# Your instructions
Print exactly the lines below between the line holding "point(62, 114)" and the line holding "point(455, 248)", inclusive, and nothing more.

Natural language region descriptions
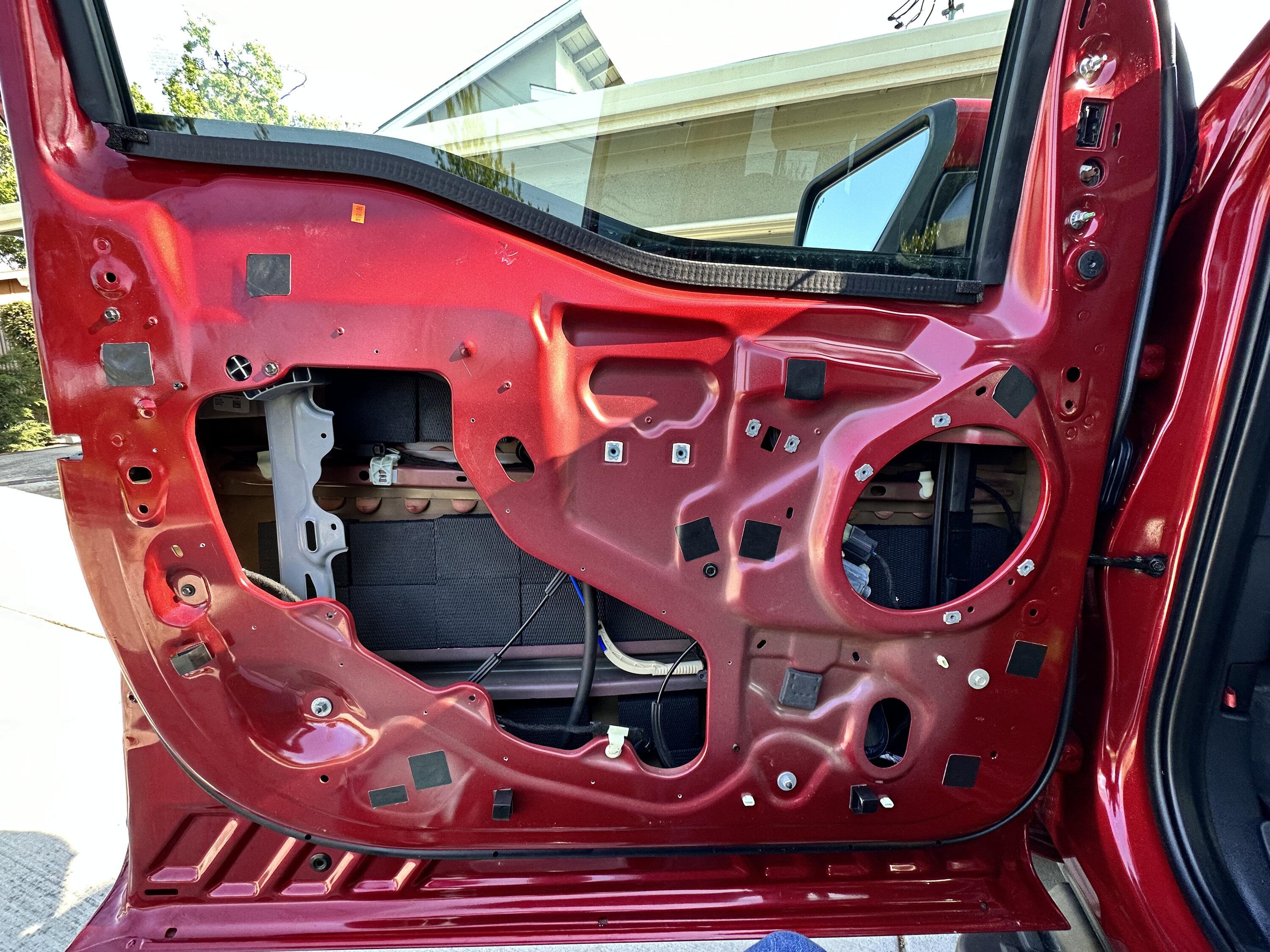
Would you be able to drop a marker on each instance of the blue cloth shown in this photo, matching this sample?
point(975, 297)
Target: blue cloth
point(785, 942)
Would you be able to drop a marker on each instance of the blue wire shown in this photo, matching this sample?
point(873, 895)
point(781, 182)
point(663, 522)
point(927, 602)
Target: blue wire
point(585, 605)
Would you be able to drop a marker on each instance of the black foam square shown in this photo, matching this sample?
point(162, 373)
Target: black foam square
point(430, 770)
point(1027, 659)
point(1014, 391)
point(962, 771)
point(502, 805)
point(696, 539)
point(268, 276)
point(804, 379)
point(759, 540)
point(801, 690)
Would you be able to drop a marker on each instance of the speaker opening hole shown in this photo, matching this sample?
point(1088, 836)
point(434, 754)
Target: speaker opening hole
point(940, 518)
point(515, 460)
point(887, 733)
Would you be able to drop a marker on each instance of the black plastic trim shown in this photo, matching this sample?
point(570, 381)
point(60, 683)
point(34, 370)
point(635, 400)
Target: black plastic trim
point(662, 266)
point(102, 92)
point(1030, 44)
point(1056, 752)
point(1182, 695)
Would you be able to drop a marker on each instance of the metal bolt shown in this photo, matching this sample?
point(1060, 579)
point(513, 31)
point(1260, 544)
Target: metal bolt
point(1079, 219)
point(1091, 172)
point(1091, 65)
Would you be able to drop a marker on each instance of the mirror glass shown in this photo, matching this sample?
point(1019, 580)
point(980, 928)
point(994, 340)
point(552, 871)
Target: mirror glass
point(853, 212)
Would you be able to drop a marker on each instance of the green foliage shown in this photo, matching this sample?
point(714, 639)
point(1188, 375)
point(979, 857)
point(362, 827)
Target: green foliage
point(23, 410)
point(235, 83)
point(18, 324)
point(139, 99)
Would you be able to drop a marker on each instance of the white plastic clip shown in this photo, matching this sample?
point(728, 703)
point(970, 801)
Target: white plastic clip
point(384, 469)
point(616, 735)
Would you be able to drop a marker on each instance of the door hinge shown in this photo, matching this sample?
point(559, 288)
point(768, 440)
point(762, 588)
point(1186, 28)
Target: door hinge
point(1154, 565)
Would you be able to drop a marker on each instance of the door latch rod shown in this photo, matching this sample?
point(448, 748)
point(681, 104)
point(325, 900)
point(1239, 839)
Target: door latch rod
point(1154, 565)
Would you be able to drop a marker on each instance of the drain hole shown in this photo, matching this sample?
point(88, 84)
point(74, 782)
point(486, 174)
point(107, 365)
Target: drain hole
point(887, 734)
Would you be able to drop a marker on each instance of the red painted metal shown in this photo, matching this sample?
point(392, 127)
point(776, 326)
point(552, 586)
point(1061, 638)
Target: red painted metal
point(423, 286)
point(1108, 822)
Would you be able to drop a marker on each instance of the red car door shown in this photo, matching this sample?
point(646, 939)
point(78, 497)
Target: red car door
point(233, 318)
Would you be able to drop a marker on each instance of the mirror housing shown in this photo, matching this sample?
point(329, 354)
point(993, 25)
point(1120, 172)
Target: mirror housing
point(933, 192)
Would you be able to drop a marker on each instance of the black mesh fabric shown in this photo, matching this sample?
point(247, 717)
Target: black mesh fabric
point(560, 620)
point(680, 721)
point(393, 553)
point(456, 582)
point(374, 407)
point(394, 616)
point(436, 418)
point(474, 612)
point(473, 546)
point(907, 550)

...

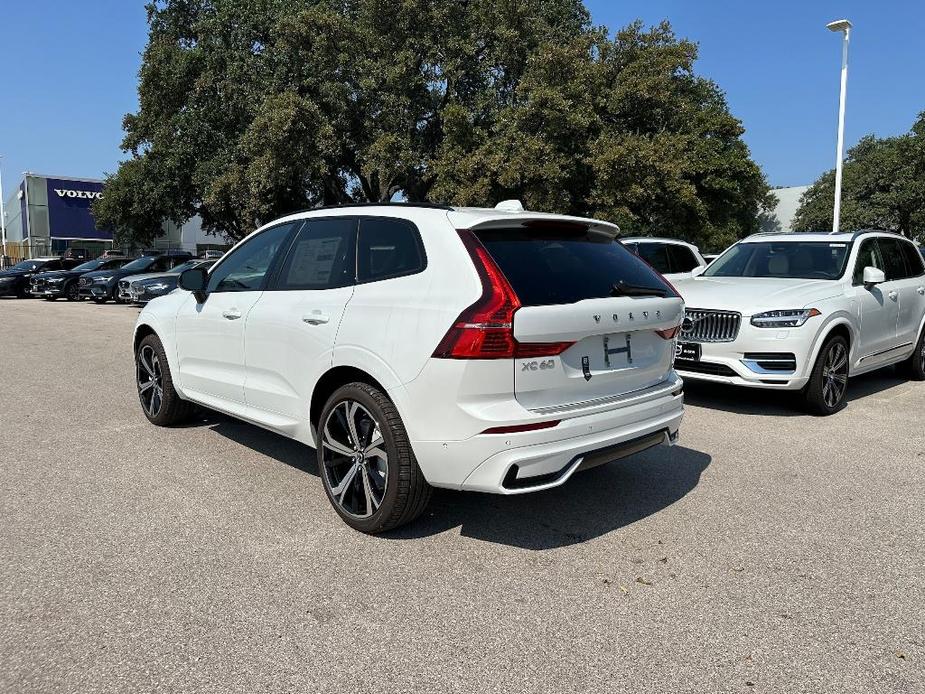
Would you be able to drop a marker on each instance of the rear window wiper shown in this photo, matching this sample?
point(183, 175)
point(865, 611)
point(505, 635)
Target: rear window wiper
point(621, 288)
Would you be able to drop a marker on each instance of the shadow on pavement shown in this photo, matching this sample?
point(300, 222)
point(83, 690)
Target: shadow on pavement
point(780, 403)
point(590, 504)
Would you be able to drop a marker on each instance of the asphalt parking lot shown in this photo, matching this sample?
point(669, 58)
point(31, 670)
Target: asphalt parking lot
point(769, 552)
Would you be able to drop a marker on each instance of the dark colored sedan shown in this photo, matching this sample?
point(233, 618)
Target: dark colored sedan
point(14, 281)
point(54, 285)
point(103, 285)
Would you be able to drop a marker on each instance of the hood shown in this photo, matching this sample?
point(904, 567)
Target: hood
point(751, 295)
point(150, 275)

--

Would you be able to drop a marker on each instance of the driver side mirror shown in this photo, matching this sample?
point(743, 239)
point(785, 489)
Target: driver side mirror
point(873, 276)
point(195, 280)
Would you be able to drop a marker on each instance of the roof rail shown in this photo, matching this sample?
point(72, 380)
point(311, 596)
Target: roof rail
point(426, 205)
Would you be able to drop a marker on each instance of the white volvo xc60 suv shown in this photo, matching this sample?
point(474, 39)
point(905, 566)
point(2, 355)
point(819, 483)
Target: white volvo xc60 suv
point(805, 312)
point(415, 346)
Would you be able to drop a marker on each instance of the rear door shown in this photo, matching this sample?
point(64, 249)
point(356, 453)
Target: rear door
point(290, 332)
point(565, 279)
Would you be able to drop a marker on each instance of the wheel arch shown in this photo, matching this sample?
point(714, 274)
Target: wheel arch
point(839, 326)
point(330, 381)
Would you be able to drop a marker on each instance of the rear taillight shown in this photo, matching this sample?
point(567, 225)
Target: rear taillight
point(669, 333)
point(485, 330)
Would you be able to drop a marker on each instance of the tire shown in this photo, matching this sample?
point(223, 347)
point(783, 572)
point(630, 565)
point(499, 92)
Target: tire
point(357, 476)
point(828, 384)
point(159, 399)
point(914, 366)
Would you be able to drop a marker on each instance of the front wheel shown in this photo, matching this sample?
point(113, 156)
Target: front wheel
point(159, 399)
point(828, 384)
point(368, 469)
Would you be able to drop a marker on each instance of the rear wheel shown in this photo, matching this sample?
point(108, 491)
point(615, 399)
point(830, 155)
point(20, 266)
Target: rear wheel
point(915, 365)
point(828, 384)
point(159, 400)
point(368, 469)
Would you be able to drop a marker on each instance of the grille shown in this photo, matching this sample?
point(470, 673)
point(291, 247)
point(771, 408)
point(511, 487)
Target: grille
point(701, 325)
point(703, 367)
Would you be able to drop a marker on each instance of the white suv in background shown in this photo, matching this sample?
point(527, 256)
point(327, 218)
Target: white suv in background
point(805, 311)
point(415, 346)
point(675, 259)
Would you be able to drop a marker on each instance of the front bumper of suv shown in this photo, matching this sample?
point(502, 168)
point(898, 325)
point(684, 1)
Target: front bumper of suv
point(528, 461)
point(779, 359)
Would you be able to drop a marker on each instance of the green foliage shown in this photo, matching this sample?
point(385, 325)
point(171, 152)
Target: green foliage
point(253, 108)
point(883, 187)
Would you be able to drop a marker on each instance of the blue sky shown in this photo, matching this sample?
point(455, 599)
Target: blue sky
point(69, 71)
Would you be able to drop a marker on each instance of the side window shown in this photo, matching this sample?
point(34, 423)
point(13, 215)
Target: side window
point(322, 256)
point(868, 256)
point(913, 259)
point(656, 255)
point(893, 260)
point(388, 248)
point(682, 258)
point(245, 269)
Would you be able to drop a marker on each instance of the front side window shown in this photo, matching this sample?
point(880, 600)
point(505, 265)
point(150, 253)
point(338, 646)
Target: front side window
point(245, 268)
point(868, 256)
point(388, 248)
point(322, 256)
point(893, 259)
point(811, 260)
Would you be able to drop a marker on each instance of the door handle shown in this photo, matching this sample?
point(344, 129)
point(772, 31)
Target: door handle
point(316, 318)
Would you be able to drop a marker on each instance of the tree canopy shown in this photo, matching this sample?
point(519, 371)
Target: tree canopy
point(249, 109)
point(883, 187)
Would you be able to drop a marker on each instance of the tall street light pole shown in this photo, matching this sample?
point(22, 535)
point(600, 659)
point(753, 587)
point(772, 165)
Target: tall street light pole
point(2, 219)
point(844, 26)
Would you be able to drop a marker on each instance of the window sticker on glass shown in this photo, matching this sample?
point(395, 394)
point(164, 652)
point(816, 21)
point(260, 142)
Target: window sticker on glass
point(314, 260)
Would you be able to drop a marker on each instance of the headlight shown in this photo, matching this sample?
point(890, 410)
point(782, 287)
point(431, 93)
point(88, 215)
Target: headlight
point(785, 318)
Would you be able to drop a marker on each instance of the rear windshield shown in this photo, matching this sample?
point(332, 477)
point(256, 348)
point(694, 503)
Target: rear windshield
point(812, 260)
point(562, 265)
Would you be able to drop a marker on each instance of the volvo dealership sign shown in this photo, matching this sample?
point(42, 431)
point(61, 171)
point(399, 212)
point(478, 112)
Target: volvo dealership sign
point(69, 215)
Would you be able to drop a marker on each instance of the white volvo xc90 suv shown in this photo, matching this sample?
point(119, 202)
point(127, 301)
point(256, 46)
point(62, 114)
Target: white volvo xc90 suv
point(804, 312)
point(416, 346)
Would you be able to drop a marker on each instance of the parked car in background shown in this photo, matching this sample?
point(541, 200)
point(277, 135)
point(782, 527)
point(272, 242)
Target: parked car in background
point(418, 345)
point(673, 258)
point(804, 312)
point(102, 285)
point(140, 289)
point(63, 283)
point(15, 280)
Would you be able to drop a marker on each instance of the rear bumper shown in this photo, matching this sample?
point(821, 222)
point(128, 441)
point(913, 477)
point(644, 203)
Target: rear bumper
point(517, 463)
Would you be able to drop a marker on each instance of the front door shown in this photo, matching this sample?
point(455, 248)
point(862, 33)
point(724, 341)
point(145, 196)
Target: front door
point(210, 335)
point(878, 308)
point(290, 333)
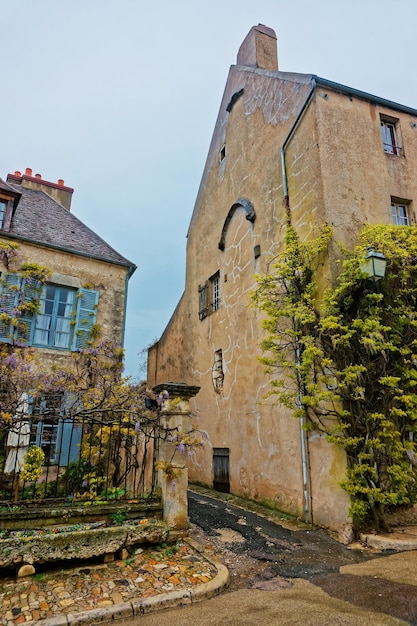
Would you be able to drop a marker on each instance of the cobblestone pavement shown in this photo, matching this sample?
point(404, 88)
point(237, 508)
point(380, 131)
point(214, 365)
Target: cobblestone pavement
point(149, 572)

# Task output
point(62, 114)
Target: white volvo xc90 suv
point(804, 312)
point(416, 346)
Would you be able to drop a marker on each instance of the parked car in background shown in this photo, matching this sample?
point(541, 200)
point(277, 135)
point(782, 527)
point(272, 242)
Target: parked car in background
point(418, 345)
point(673, 258)
point(804, 312)
point(102, 285)
point(140, 289)
point(63, 283)
point(15, 280)
Would you be able to drop a marker on each instance of the rear bumper shown in this photo, matching this sample?
point(821, 222)
point(128, 441)
point(913, 477)
point(644, 203)
Target: rear bumper
point(517, 463)
Would you be able to drop a marker on each instance of the front door shown in this photo, matching this sample?
point(455, 248)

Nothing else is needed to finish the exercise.